** Opdrachten **
1 - Citeer uit het tekstfragment over digital natives letterlijk de passage vanaf "De digital-native afstudeerder" tot en met "dit onmisbare talent.".
2 - Wat zullen accountantsorganisaties volgens het tekstfragment over digital natives moeten blijven doen om aantrekkelijk te blijven voor digital-native talent?
3 - Vat het tekstfragment over digital natives samen in twee zinnen.

** Tekstfragment **
Digital native: met of zonder rode pen?

Professionals en burgers onder de veertig zijn in toenemende mate ‘digital natives’: zij zijn opgegroeid in het digitale tijdperk. Deze definitie gaat in eerste instantie over mensen, maar ook een groeiend aantal organisaties is ‘geboren’ in het digitale tijdperk, zonder digitale platformen waren hun businessmodellen ondenkbaar. Het digitale tijdperk met zijn digitale realiteit brengt nieuwe risico’s en kansen met zich mee waarmee ook de niet-digital-native organisatie, professional en burger te maken krijgen.

De digital-native afstudeerder die een carrière in accountancy overweegt, heeft in toenemende mate de keus tussen kantoren waar – bij wijze van spreken – nog de ‘rode pen’ wordt gehanteerd voor de controlewerkzaamheden en kantoren waar alle fases van de controle worden ondersteund door digitale oplossingen en men meer tijd besteedt met de auditklant, met het team en aan professionele ontwikkeling. Accountantsorganisaties zullen moeten blijven investeren om aantrekkelijk te blijven voor dit onmisbare talent.

** Geëxtraheerde gegevens **
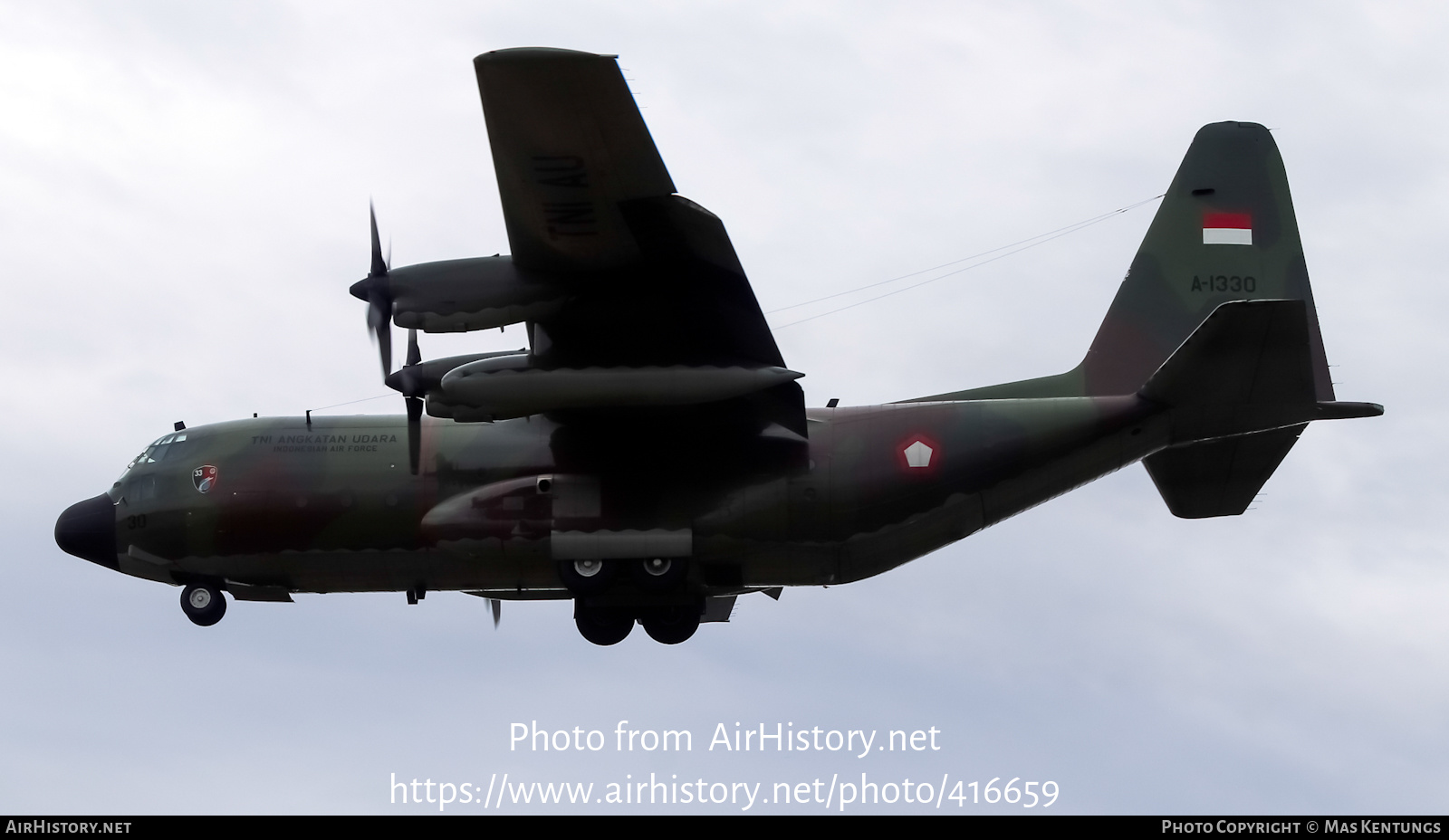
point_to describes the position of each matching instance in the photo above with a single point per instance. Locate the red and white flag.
(1228, 229)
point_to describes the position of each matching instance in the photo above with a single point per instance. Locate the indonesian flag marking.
(1228, 229)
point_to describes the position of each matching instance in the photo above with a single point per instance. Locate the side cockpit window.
(168, 446)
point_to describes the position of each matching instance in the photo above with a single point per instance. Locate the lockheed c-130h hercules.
(649, 455)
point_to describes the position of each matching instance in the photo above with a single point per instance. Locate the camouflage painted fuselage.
(333, 507)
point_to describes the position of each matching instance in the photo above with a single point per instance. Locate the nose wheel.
(203, 605)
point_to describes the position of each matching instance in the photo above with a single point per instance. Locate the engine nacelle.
(478, 293)
(506, 387)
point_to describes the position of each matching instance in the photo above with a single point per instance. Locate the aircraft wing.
(652, 277)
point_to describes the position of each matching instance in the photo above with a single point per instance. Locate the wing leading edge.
(652, 279)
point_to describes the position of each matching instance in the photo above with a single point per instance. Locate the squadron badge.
(203, 478)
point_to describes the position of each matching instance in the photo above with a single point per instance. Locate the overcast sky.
(183, 206)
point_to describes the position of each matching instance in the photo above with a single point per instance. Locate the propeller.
(376, 290)
(379, 296)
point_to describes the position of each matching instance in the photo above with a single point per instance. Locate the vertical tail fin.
(1224, 231)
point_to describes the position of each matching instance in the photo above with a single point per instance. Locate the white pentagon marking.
(917, 455)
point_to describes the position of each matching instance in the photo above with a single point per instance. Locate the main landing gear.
(203, 605)
(668, 625)
(659, 600)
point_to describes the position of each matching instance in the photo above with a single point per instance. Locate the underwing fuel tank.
(507, 387)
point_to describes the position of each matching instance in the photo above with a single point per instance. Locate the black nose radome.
(87, 529)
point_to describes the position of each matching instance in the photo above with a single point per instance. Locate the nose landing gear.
(203, 605)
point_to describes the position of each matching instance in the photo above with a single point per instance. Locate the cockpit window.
(158, 451)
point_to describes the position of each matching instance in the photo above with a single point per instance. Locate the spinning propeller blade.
(379, 297)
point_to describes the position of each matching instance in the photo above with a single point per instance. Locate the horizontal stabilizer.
(1246, 368)
(1219, 477)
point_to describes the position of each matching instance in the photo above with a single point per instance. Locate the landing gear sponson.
(610, 596)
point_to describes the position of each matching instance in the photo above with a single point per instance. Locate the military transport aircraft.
(649, 455)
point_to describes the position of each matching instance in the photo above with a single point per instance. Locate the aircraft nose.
(87, 529)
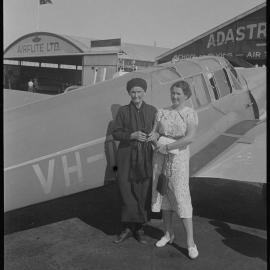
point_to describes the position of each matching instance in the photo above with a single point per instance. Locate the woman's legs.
(167, 216)
(188, 225)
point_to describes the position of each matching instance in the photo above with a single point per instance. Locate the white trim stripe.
(74, 148)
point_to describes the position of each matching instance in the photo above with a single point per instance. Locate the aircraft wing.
(16, 98)
(243, 160)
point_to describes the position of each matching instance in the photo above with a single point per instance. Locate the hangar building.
(240, 40)
(58, 61)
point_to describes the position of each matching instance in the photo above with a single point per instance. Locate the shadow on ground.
(242, 242)
(218, 199)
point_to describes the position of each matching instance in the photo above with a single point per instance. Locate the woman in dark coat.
(134, 160)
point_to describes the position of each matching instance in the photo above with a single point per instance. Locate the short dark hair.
(136, 82)
(184, 85)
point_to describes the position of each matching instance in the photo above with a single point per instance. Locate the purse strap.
(166, 159)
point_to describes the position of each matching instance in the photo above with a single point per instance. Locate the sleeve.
(192, 117)
(158, 115)
(120, 133)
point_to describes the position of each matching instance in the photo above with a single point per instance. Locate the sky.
(166, 23)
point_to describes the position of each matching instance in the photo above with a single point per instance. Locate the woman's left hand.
(163, 149)
(153, 137)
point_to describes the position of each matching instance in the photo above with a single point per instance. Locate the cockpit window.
(167, 75)
(200, 95)
(222, 82)
(234, 76)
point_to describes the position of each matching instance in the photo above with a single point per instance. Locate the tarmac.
(77, 232)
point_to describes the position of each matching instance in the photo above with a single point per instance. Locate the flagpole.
(37, 15)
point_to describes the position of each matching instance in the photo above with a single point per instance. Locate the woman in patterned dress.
(178, 122)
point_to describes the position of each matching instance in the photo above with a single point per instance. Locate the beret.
(136, 82)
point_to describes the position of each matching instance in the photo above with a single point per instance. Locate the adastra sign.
(40, 45)
(247, 32)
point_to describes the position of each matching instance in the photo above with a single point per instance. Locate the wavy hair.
(184, 85)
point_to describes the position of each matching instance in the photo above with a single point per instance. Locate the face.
(177, 96)
(137, 94)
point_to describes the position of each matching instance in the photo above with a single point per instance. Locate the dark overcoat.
(134, 179)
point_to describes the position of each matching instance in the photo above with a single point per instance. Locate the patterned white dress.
(170, 123)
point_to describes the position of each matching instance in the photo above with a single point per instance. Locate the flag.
(43, 2)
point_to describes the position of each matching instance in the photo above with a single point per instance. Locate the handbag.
(167, 140)
(163, 180)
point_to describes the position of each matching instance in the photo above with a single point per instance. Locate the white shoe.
(193, 252)
(164, 241)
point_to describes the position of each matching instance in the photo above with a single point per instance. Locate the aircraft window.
(200, 95)
(228, 80)
(167, 75)
(235, 83)
(221, 79)
(234, 76)
(214, 88)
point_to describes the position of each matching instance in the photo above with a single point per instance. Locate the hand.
(153, 137)
(139, 136)
(163, 149)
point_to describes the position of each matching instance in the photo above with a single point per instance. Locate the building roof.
(210, 31)
(129, 50)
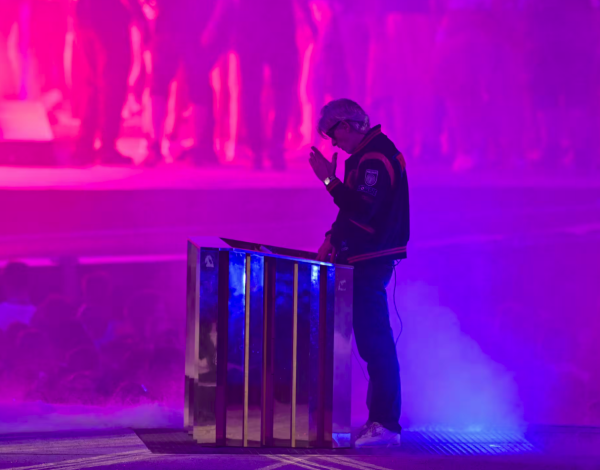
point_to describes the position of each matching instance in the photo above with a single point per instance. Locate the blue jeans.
(375, 341)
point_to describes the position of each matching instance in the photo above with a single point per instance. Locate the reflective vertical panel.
(191, 331)
(342, 358)
(205, 340)
(236, 328)
(327, 331)
(256, 354)
(282, 352)
(303, 360)
(268, 402)
(315, 399)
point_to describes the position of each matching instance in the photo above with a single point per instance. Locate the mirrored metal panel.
(268, 353)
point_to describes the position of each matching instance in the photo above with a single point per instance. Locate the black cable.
(395, 307)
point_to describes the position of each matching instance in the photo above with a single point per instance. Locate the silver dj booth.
(268, 349)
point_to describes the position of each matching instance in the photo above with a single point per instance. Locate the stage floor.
(107, 211)
(552, 447)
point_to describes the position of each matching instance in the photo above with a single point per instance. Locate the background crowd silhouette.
(459, 84)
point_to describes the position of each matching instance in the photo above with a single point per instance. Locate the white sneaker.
(363, 429)
(377, 436)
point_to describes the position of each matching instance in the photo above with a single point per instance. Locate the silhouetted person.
(17, 306)
(564, 71)
(49, 26)
(103, 38)
(370, 232)
(188, 35)
(267, 37)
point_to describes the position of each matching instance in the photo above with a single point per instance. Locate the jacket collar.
(374, 132)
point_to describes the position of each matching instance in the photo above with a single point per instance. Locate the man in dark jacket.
(371, 233)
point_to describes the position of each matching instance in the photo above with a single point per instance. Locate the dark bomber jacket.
(373, 222)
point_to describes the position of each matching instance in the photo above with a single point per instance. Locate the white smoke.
(447, 380)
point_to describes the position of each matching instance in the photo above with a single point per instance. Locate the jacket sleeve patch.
(371, 177)
(367, 189)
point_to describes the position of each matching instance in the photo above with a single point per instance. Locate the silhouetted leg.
(90, 57)
(284, 78)
(375, 342)
(251, 71)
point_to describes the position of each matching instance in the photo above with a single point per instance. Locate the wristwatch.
(329, 180)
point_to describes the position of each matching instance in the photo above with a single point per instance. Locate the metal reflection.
(268, 349)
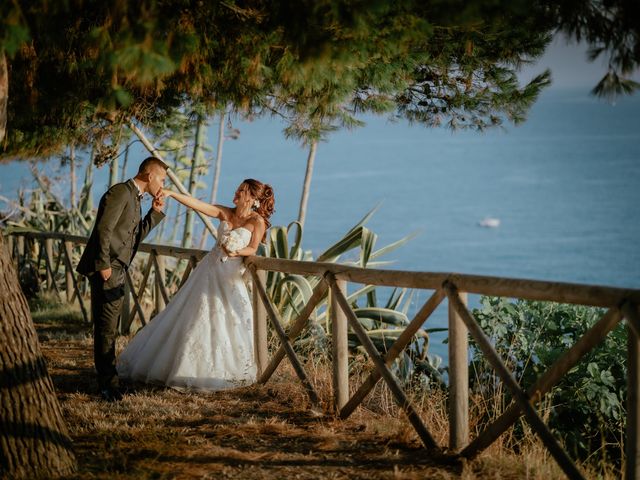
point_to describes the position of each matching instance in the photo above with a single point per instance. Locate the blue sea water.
(565, 186)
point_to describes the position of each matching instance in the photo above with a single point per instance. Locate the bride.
(203, 339)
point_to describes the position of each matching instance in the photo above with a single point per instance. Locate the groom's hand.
(105, 274)
(158, 201)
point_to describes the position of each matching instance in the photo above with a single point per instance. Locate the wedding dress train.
(203, 339)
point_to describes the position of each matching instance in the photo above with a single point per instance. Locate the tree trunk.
(113, 172)
(4, 94)
(124, 164)
(72, 174)
(307, 182)
(216, 174)
(193, 177)
(34, 441)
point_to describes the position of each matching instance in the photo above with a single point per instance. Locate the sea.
(561, 191)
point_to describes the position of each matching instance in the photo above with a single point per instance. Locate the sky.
(569, 65)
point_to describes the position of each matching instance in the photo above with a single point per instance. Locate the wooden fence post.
(160, 279)
(10, 244)
(20, 251)
(340, 350)
(260, 326)
(68, 273)
(458, 379)
(48, 250)
(125, 315)
(632, 468)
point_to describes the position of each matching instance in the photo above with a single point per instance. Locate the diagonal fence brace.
(379, 362)
(275, 321)
(520, 396)
(395, 350)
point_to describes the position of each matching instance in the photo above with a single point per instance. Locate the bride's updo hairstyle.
(263, 193)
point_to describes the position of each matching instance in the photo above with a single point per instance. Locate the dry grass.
(263, 431)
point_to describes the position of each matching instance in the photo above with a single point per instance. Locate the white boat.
(489, 222)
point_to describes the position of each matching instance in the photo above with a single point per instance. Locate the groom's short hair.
(150, 162)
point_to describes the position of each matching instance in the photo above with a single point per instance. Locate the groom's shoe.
(111, 395)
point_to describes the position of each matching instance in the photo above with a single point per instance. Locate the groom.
(114, 240)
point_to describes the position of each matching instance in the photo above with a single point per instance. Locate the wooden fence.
(619, 303)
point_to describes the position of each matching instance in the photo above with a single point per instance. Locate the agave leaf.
(395, 298)
(367, 243)
(405, 308)
(295, 301)
(351, 240)
(364, 219)
(380, 263)
(350, 298)
(393, 246)
(297, 243)
(279, 242)
(383, 315)
(382, 343)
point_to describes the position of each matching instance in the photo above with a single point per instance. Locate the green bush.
(586, 408)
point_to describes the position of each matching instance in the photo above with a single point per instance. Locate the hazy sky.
(569, 65)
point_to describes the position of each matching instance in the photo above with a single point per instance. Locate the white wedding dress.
(203, 339)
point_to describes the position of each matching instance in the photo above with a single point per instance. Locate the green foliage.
(586, 408)
(383, 322)
(317, 63)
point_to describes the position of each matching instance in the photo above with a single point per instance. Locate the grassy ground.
(263, 431)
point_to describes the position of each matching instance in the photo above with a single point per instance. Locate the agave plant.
(383, 322)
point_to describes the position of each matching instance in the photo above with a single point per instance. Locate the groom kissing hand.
(114, 241)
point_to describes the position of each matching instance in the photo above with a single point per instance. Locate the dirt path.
(256, 432)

** Uitwerkingen **
1 -
De digital-native afstudeerder die een carrière in accountancy overweegt, heeft in toenemende mate de keus tussen kantoren waar – bij wijze van spreken – nog de ‘rode pen’ wordt gehanteerd voor de controlewerkzaamheden en kantoren waar alle fases van de controle worden ondersteund door digitale oplossingen en men meer tijd besteedt met de auditklant, met het team en aan professionele ontwikkeling. Accountantsorganisaties zullen moeten blijven investeren om aantrekkelijk te blijven voor dit onmisbare talent.

2 - Zij zullen moeten blijven investeren.

3 - Steeds meer professionals en burgers onder de veertig, en ook een groeiend aantal organisaties, zijn ‘digital natives’, en het digitale tijdperk brengt nieuwe risico’s en kansen mee waarmee ook niet-digital-natives te maken krijgen. Digital-native afstudeerders kunnen in de accountancy steeds vaker kiezen tussen kantoren die nog met de ‘rode pen’ controleren en kantoren waar alle fases van de controle digitaal worden ondersteund, en accountantsorganisaties zullen moeten blijven investeren om aantrekkelijk te blijven voor dit talent.